» Your instructions
Count the lines below that contain the string "headlight", treating uppercase and lowercase letters as distinct. Give only the number.

━━━ Dataset rows ━━━

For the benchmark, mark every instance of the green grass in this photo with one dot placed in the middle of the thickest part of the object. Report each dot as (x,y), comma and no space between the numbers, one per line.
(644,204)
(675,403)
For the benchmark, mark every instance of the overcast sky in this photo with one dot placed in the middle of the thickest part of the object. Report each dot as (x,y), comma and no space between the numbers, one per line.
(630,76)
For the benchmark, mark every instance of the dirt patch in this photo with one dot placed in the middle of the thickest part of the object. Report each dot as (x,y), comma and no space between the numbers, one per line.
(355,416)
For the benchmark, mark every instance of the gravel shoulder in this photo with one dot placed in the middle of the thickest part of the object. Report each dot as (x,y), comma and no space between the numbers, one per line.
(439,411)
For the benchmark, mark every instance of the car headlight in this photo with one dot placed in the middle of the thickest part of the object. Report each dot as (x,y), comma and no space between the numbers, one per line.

━━━
━━━ Dataset rows ━━━

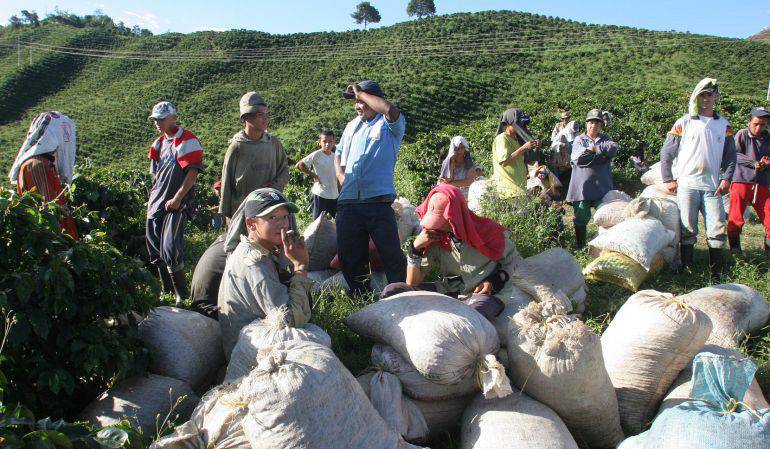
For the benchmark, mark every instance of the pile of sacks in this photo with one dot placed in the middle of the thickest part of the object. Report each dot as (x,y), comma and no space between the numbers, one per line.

━━━

» Solution to the exercise
1